» WHAT IS REQUIRED:
Restate the records exactly. Include all of them.

--- START ---

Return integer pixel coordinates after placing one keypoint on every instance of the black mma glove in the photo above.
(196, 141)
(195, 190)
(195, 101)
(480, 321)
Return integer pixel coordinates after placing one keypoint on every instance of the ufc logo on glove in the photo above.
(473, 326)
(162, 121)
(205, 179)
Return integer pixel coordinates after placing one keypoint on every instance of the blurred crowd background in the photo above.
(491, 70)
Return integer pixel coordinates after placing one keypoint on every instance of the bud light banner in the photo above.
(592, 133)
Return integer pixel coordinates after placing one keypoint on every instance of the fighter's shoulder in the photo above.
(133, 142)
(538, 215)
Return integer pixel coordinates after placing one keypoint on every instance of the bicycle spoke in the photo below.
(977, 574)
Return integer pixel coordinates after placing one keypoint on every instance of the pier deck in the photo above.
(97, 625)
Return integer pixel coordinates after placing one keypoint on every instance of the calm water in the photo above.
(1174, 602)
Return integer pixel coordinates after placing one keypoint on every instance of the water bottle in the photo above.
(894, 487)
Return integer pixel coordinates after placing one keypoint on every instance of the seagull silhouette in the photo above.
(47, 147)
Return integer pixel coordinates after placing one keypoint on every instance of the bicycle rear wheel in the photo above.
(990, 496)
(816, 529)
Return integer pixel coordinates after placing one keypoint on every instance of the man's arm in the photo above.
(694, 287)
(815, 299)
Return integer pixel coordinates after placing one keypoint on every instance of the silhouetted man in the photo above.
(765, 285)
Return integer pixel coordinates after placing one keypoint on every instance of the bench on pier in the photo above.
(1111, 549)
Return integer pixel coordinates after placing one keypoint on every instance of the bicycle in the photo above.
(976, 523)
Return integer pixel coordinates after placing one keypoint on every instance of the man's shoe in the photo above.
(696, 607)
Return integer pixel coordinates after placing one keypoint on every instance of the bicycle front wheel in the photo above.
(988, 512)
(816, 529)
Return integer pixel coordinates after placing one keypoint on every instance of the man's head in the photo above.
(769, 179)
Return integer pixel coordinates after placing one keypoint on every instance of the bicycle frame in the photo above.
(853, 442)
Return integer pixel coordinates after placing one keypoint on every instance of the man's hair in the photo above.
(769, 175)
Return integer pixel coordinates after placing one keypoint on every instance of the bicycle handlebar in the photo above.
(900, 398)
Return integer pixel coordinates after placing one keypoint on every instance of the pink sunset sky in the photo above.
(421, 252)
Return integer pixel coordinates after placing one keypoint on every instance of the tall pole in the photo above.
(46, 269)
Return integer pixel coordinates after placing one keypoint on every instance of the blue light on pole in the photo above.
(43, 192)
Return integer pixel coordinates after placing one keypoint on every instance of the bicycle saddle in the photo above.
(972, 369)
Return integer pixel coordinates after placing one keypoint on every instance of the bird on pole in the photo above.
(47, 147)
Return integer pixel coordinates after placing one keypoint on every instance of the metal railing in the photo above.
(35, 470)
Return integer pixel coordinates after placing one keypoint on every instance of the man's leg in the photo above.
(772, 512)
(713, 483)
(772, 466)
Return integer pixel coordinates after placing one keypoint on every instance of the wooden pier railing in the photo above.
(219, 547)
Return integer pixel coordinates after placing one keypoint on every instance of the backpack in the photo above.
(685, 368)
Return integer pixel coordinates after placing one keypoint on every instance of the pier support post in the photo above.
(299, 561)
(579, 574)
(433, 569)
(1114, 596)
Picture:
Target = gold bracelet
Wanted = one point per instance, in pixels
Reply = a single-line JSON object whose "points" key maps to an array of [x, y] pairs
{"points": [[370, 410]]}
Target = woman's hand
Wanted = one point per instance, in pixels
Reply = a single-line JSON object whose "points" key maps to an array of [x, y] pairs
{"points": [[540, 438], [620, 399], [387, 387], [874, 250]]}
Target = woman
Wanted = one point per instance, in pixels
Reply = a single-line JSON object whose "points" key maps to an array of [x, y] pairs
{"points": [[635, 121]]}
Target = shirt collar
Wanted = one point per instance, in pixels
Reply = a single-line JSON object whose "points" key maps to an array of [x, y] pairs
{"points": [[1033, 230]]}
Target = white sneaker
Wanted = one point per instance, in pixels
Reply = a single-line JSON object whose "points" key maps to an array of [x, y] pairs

--- END ---

» YOUR SOLUTION:
Return integer pixel coordinates after placing one keypoint on every instance of the black mma glove in the photo above.
(196, 141)
(195, 190)
(195, 101)
(480, 321)
Return integer pixel coordinates after placing one keypoint on every instance of the ufc logo on glove in the photo above.
(473, 326)
(162, 121)
(205, 179)
Return integer pixel coordinates after placing one keypoint on every instance of the blurred crowd background in the photo above.
(491, 70)
Return integer pixel coordinates after placing one keypoint on every instance of the bud light banner in the photo above.
(592, 133)
Return integer pixel coordinates after placing one keypoint on every instance of the fighter's shoulder in the photo above.
(133, 142)
(538, 215)
Return integer pixel coordinates after placing one keypoint on every instance of the bicycle spoke in the photo below.
(977, 574)
Return integer pixel coordinates after placing one keypoint on every instance of the pier deck in the photo above.
(97, 625)
Return integer pixel coordinates after placing one keypoint on every instance of the calm water in the photo above.
(1174, 602)
Return integer pixel coordinates after placing one keypoint on every instance of the water bottle in the photo above.
(894, 487)
Return integer pixel coordinates after placing one keypoint on every instance of the seagull silhouette in the photo above.
(47, 147)
Return integer pixel coordinates after placing one keypoint on every instance of the bicycle rear wheel in the photo above.
(990, 496)
(816, 529)
Return integer pixel coordinates after placing one keypoint on every instance of the man's arm in the photo above.
(694, 287)
(815, 299)
Return integer pixel coordinates after placing one keypoint on every instance of the silhouetted man in the photo above.
(765, 285)
Return integer pixel coordinates after placing one keypoint on every instance of the bench on pier in the photo above.
(1111, 549)
Return integer pixel coordinates after placing one keypoint on every instance of the bicycle in the photo above.
(976, 523)
Return integer pixel coordinates after placing one keypoint on every instance of the man's shoe in the photo above.
(696, 607)
Return integer pixel coordinates after placing one keypoint on every instance of the bicycle front wheel in the photo above.
(988, 512)
(816, 529)
Return integer pixel coordinates after placing one keypoint on every instance of the man's head in the photo above.
(769, 179)
Return integer pixel coordinates after placing one keypoint on every instance of the bicycle frame in the photo above.
(853, 442)
Return integer pixel coordinates after placing one keypoint on every instance of the man's hair in the photo above.
(769, 175)
Return integer pixel coordinates after placing one keypoint on every instance of the bicycle handlebar in the photo above.
(900, 398)
Return integer pixel coordinates after placing one keypoint on every instance of the pink sunset sky in the photo above.
(421, 252)
Return integer pixel coordinates after placing one keypoint on every instance of the tall pole in the photo above.
(46, 269)
Return integer pixel coordinates after placing one keypoint on every instance of the blue light on pole in the photo above.
(43, 192)
Return integer pixel coordinates after placing one keypoint on every instance of the bicycle saddle in the photo above.
(972, 369)
Return integer pixel coordinates after placing one keypoint on every instance of the bird on pole in the photo above.
(47, 147)
Return integer pixel coordinates after placing one keypoint on every instance of the metal railing in the photo above.
(35, 470)
Return integer pixel coordinates after placing one keypoint on every instance of the man's leg in the photo above.
(772, 512)
(713, 483)
(772, 466)
Return integer pixel coordinates after placing one keypoint on every instance of the wooden pier railing in the photo above.
(219, 547)
Return integer pixel coordinates after placing one keypoint on every instance of the backpack in the photo above.
(685, 368)
Return integer pixel coordinates after placing one keypoint on every instance of the pier support post in the photo above.
(299, 561)
(579, 574)
(433, 569)
(1114, 596)
Picture:
Target = gold bracelet
Wanted = one point per instance, in pixels
Reply = a single-line JSON object whose "points" key maps to an array of [x, y] pairs
{"points": [[370, 410]]}
Target = woman's hand
Wanted = one point per instance, in pixels
Reply = a single-line JSON object whose "points" key maps to an array of [x, y] pairs
{"points": [[540, 438], [620, 399], [387, 387], [874, 250]]}
Target = woman
Wanted = one point per instance, in pixels
Reply = a single-line JSON object whose "points" key maps to an array of [x, y] pairs
{"points": [[635, 121]]}
Target = shirt collar
Wanted = one point per instance, in pixels
Reply = a single-line JSON object whose "points" key maps to an array of [x, y] pairs
{"points": [[1033, 230]]}
Target = white sneaker
Wanted = one point per instance, in pixels
Reply = a single-line JSON object whose "points" key maps to an array of [x, y] pairs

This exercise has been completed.